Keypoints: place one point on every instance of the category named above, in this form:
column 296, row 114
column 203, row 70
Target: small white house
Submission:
★ ★ ★ ★ ★
**PROBLEM STATEMENT**
Return the entries above line for line, with no changes to any line.

**OUTPUT BELOW**
Keypoints: place one point on every instance of the category named above, in this form:
column 296, row 114
column 203, row 70
Target: small white house
Submission:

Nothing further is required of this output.